* Document excerpt:
========
7. A surface discharge type plasma display device comprising:
a first group of a plurality of surface discharge electrode pairs; and
a second group of a plurality of surface discharge electrode pairs, each of the surface discharge electrode pairs of the first and second groups having a scanning electrode and a sustaining electrode forming said pair,
said first group of a plurality of surface discharge electrode pairs being applied with first sustaining pulses to provide a first surface discharge between said scanning electrode and said sustaining electrode,
said second group of a plurality of surface discharge electrode pairs being applied with second sustaining pulses to provide a second surface discharge between said scanning electrode and said sustaining electrode,
said first surface discharge and said second surface discharge having a discharge current flowing in an opposite direction,
wherein said first sustaining pulses are generated by a first high voltage pulse generator connected commonly to said sustaining electrodes, and said second sustaining pulses are generated by a second high voltage pulse generator connected commonly to said scanning electrodes, and
said first high voltage pulse generator is connected to said sustaining electrodes through a pair of first wires such that one of said first wires is commonly connected to one end of every other one of said sustaining electrodes and the other one of said first wires is commonly connected to an opposite end of remaining ones of said sustaining electrodes, and said second high voltage pulse generator is connected to said scanning electrodes through a pair of second wires such that one of said second wires is commonly connected to one end of every other one of said scanning electrodes via a first mixer circuit and the other one of said second wires is commonly connected to an opposite end of remaining ones of said scanning electrodes.
2. A surface discharge type plasma display device according to claim 1, wherein a surface discharge direction of an adjacent pair of said surface discharge electrode pairs is opposite to each other within said first and second group of a plurality of surface discharge electrode pairs.
========
* Material shown:

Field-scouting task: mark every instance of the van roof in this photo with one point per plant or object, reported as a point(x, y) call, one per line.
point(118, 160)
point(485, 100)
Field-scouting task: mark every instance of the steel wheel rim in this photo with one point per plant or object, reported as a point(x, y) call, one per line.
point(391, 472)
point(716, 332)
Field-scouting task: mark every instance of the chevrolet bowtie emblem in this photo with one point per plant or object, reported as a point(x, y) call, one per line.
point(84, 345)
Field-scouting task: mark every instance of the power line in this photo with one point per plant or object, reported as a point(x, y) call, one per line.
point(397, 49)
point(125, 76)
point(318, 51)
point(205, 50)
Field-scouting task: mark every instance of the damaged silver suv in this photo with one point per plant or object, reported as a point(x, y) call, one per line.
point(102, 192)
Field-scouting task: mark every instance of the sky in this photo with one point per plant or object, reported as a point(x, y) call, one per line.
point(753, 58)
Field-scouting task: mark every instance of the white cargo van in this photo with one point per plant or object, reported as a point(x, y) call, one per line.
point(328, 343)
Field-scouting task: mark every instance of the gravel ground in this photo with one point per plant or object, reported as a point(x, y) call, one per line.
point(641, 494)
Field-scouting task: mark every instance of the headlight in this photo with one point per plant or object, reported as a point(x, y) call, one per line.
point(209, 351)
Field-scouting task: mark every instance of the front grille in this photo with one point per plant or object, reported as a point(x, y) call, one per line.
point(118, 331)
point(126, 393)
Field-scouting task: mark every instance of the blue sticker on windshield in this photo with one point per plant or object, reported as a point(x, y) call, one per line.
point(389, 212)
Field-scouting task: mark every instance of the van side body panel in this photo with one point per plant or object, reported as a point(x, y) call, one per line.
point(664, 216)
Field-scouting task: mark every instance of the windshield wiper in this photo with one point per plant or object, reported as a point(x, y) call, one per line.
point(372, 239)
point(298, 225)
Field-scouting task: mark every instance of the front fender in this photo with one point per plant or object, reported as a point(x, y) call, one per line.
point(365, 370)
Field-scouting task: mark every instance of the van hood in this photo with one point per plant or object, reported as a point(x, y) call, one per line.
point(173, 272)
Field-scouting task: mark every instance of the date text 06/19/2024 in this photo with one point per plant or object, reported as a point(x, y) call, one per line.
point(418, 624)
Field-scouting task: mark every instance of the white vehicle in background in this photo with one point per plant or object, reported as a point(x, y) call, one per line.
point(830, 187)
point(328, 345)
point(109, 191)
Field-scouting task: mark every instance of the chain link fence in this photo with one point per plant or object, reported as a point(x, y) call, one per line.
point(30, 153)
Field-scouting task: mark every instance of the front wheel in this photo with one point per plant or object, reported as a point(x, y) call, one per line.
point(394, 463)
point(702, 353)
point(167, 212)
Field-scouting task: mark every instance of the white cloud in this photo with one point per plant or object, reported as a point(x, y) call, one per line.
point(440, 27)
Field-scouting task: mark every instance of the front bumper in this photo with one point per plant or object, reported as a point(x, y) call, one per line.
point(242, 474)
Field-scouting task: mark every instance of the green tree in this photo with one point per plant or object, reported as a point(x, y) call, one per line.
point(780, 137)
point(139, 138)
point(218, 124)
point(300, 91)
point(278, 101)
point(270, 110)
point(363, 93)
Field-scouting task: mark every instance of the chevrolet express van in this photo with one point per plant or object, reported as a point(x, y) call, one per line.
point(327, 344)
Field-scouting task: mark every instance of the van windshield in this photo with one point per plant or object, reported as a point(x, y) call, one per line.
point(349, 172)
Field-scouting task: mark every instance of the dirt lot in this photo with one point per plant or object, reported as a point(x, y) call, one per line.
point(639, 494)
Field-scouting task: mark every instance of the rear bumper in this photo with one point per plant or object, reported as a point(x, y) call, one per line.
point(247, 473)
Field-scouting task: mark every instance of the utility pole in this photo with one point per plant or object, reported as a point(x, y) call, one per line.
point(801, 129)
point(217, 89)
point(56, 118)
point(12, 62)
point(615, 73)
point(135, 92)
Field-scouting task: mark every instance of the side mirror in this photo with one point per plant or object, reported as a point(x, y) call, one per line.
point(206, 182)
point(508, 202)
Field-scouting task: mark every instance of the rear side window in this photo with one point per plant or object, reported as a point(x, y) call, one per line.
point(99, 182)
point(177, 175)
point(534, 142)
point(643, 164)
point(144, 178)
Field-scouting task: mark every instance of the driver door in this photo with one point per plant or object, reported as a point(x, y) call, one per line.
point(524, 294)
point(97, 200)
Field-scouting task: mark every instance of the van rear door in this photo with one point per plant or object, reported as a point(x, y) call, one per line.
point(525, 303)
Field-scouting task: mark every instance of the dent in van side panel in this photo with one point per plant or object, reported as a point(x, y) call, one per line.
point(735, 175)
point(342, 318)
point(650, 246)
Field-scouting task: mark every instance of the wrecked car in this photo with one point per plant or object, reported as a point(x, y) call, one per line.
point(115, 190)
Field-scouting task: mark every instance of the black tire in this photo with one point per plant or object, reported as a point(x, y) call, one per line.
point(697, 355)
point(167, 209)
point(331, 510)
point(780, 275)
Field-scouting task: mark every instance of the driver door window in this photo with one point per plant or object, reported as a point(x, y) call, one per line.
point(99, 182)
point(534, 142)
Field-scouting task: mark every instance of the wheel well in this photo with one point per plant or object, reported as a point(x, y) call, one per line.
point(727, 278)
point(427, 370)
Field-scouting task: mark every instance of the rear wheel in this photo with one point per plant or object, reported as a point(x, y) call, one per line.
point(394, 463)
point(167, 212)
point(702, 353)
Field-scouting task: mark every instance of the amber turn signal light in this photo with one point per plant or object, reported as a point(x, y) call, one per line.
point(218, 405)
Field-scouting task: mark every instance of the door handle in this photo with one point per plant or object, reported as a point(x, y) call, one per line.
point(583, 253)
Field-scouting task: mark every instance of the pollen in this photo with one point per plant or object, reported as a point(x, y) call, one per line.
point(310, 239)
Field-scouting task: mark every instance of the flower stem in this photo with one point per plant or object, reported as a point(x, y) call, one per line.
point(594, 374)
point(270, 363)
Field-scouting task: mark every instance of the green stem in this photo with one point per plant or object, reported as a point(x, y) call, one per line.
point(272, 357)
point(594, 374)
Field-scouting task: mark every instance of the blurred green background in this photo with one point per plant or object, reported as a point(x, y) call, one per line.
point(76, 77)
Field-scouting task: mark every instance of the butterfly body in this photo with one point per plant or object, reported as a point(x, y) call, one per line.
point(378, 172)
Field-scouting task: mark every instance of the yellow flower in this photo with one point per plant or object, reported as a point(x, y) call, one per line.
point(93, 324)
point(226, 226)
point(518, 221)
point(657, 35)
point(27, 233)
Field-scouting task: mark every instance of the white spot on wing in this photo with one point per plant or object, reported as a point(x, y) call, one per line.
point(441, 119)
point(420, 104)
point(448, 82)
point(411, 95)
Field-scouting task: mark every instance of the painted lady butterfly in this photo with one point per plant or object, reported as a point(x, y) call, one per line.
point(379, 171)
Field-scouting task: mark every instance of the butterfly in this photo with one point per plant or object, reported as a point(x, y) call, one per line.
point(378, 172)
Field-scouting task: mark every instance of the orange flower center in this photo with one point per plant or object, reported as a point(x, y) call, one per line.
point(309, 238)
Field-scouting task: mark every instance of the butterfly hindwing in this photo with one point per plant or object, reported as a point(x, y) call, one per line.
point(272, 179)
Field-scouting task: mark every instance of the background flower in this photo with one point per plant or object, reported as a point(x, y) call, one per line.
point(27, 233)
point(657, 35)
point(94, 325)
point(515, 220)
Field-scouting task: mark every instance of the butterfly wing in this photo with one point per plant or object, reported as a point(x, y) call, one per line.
========
* Exercise directions: Copy the plasma display claim word for word, starting at the words "2. A surface" and ending after "discharge electrode pairs.".

* Finished exercise:
2. A surface discharge type plasma display device according to claim 1, wherein a surface discharge direction of an adjacent pair of said surface discharge electrode pairs is opposite to each other within said first and second group of a plurality of surface discharge electrode pairs.